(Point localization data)

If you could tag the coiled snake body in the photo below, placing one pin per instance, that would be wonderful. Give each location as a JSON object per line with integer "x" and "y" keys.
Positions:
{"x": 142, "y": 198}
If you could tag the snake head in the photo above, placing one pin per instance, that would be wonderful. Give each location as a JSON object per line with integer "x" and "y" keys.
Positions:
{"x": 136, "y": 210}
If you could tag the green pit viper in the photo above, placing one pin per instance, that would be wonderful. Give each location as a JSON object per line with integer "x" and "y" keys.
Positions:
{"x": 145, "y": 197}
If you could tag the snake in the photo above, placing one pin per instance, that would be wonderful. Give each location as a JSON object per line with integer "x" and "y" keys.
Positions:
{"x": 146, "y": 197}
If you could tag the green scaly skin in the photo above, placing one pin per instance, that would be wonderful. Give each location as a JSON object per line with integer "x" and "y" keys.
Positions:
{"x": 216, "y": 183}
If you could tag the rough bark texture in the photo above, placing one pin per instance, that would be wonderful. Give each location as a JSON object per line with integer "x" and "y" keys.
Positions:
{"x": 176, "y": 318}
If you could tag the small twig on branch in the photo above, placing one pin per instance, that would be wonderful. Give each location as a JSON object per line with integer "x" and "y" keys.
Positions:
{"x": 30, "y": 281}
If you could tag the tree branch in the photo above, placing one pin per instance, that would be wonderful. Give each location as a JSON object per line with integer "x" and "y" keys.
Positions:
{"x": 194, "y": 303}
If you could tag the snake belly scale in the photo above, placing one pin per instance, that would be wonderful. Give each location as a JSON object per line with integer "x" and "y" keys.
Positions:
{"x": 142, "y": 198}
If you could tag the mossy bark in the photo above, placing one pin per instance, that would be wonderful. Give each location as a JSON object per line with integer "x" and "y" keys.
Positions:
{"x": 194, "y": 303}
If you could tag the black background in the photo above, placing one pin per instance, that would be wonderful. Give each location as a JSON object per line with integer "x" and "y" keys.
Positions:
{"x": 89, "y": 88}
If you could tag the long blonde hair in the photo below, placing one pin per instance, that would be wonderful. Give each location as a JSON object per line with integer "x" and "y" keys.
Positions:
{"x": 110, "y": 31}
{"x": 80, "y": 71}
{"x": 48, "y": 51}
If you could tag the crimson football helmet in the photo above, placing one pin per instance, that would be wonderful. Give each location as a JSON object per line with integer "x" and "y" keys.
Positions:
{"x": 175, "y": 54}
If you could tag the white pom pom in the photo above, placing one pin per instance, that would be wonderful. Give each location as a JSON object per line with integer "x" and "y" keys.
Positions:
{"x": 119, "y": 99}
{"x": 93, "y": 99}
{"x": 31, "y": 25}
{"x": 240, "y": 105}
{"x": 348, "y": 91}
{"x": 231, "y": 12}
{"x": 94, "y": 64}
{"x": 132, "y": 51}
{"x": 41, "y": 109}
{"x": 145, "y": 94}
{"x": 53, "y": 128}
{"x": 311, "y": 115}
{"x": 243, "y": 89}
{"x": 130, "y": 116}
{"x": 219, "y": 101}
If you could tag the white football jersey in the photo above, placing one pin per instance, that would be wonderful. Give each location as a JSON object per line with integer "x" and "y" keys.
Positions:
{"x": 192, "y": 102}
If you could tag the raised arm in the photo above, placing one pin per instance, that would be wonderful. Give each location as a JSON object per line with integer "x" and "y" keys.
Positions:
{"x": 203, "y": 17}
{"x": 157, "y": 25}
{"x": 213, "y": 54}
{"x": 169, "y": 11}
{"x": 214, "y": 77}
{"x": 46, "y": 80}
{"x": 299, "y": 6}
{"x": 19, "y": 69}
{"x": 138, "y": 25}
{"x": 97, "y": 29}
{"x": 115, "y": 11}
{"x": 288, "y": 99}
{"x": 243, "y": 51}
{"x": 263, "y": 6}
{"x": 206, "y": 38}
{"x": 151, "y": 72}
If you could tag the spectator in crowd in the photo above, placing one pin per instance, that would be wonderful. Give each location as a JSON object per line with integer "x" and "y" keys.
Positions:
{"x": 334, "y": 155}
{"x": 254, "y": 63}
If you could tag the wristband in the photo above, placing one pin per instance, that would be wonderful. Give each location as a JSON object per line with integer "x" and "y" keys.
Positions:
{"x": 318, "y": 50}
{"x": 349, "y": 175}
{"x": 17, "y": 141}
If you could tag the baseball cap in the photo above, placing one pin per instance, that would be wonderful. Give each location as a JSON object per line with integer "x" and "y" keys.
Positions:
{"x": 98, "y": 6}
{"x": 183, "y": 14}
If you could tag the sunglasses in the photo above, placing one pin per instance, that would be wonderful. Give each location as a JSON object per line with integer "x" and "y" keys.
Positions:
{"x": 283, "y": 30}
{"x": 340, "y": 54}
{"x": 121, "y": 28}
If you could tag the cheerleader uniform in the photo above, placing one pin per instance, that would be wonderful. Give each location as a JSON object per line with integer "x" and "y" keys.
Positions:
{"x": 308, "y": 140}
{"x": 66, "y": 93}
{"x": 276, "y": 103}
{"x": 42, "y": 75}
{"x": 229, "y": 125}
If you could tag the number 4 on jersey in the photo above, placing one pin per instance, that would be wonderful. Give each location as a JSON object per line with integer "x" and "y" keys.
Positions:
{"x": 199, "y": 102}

WORK INSTRUCTIONS> None of the records may be omitted or altered when they are given again.

ANSWER SPACE>
If you could tag the coiled snake body in the photo below, placing one pin per instance, that would be wonderful. Give each location as a JSON object per line with integer "x" and "y" keys.
Positions:
{"x": 142, "y": 198}
If you could tag the snake head in the photo above, placing one pin per instance, that would be wonderful. Give each location as a JSON object per line with integer "x" and "y" keys.
Positions:
{"x": 136, "y": 210}
If you could tag the green pit viper in the photo above, placing one pin per instance, that would be wonderful. Give each location as a JSON object per line with integer "x" and "y" keys.
Positions:
{"x": 145, "y": 197}
If you could tag the snake in the photo above, placing one pin per instance, that would be wonderful. Give each location as a JSON object per line with integer "x" and "y" keys.
Positions:
{"x": 146, "y": 197}
If you could tag the green scaly skin in the photo above, placing one pin per instance, that would be wonderful. Give each location as a JSON object per line with integer "x" and "y" keys.
Positions:
{"x": 216, "y": 183}
If you could tag the rough bark texture in the photo above, placing one pin per instance, that would be wonderful. Give each location as a JSON object per line with integer "x" and "y" keys.
Positions:
{"x": 176, "y": 318}
If you could tag the small twig on branch in the photo above, placing one pin per instance, that would be wonderful. Give each location as a JSON object per line with integer "x" and "y" keys.
Positions:
{"x": 30, "y": 281}
If you could tag the tree branch in the photo above, placing one pin per instance, that would be wonderful. Give each location as a JSON object per line with integer "x" and "y" keys.
Positions:
{"x": 194, "y": 303}
If you could tag the snake belly scale in the photo above, placing one pin per instance, that would be wonderful. Give each location as a JSON object per line with integer "x" and "y" keys.
Positions:
{"x": 142, "y": 198}
If you could tag the mossy bark in the photo above, placing one pin per instance, that would be wonderful. Give each location as a JSON object per line with integer "x" and "y" keys.
Positions:
{"x": 194, "y": 303}
If you could tag the black background in the photo above, placing one pin per instance, that would be wonderful. Give each location as a JSON object per line with integer "x" and "y" keys.
Positions:
{"x": 89, "y": 88}
If you could tag the long blonde hair in the photo below, placing one pin per instance, that would be wonderful. Give each location as a JSON object per line with integer "x" and "y" keys.
Positions:
{"x": 110, "y": 31}
{"x": 80, "y": 71}
{"x": 48, "y": 51}
If you could tag the crimson football helmet in the photo above, placing one pin per instance, that would be wonderful. Give each location as a JSON object per line with integer "x" and "y" keys.
Positions:
{"x": 175, "y": 54}
If you could tag the white pom pom in the photo above, placing one pin per instance, that would be wonderful. Give each location as a JSON object per line with integer "x" and "y" keys.
Positions:
{"x": 119, "y": 99}
{"x": 93, "y": 99}
{"x": 31, "y": 25}
{"x": 240, "y": 105}
{"x": 348, "y": 91}
{"x": 231, "y": 12}
{"x": 94, "y": 64}
{"x": 132, "y": 51}
{"x": 41, "y": 109}
{"x": 145, "y": 94}
{"x": 53, "y": 128}
{"x": 311, "y": 115}
{"x": 243, "y": 89}
{"x": 130, "y": 116}
{"x": 219, "y": 101}
If you could tag the white football jersey in the photo above, placing one pin per instance, that would be wonderful. Give each location as a JSON object per line with integer "x" and "y" keys.
Positions:
{"x": 192, "y": 102}
If you could tag the raised arm in the photo above, placing one pin per instance, that would be wonderful. Give each location as a JSON object per line with integer "x" and "y" keys.
Positions:
{"x": 203, "y": 17}
{"x": 157, "y": 25}
{"x": 213, "y": 54}
{"x": 169, "y": 11}
{"x": 214, "y": 77}
{"x": 46, "y": 80}
{"x": 299, "y": 6}
{"x": 19, "y": 69}
{"x": 138, "y": 25}
{"x": 97, "y": 29}
{"x": 115, "y": 11}
{"x": 288, "y": 99}
{"x": 243, "y": 51}
{"x": 263, "y": 6}
{"x": 206, "y": 38}
{"x": 151, "y": 72}
If you could tag the spectator in crowd in the photo above, placing one pin per instance, that would be wonderful. Give each location as a JSON object per line with integer "x" and "y" keys.
Positions:
{"x": 334, "y": 155}
{"x": 254, "y": 63}
If you could tag the wristband in the photo above, placing one pin per instance, that would be wonderful. Give each location as a JSON object per line with integer "x" and "y" keys.
Positions:
{"x": 318, "y": 50}
{"x": 349, "y": 175}
{"x": 17, "y": 141}
If you could tag the baseball cap in the photo above, placing one pin per instance, that would be wonderful. Give each location as a JSON object per line with integer "x" and "y" keys.
Positions:
{"x": 98, "y": 6}
{"x": 183, "y": 14}
If you could tag the sunglasses in the photo above, placing one pin per instance, that would be wonderful. Give each location as a JSON object per line with integer "x" and "y" keys.
Positions:
{"x": 283, "y": 30}
{"x": 340, "y": 54}
{"x": 121, "y": 28}
If you could tag the cheerleader uniform in the photo above, placing one pin per instance, that would be wonderful. Give each location as a JSON object per line with integer "x" and "y" keys.
Positions:
{"x": 308, "y": 140}
{"x": 66, "y": 93}
{"x": 276, "y": 103}
{"x": 42, "y": 75}
{"x": 229, "y": 125}
If you could tag the number 4 on jersey in the photo above, placing one pin per instance, that would be wonderful. Give each location as a JSON object per line with integer "x" and "y" keys.
Positions:
{"x": 199, "y": 102}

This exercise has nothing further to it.